## DATASET CONTENT

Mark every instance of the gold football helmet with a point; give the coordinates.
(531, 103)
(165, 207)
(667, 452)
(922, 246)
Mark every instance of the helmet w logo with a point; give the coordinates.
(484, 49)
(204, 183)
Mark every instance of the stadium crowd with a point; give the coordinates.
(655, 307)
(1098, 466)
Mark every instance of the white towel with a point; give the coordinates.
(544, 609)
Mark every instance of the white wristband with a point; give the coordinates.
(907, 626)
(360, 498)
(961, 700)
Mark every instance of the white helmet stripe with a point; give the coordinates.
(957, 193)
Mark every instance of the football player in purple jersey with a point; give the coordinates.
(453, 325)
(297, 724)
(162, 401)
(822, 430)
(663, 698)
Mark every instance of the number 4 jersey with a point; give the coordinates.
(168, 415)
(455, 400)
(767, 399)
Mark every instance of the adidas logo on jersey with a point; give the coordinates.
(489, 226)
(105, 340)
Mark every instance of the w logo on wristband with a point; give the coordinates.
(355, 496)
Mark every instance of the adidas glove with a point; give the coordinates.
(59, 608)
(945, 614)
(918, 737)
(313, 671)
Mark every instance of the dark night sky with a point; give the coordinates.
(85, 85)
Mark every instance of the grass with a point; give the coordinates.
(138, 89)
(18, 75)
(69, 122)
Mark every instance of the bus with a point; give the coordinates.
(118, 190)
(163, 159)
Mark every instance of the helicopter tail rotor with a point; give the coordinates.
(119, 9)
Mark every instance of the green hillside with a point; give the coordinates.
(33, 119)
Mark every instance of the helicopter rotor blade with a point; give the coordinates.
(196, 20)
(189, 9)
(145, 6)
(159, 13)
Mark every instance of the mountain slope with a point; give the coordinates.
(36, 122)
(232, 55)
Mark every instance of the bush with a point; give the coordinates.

## PROBLEM TO WORK ON
Taking the line that contains "Mark every instance of the helicopter tail" as the first, reproduce every line through the end of the entries exactly.

## RESPONSE
Mark every instance of the helicopter tail rotor with a point; give the coordinates.
(119, 9)
Mark every instance of the green hillside with a point; give the coordinates.
(33, 119)
Mark every instance of the helicopter rotor blade with a point; give the coordinates.
(196, 20)
(189, 9)
(145, 6)
(159, 13)
Mark every instance of the mountain slope with a point; give the coordinates.
(36, 122)
(232, 55)
Mark every instance of the bush with a point; give the coordinates.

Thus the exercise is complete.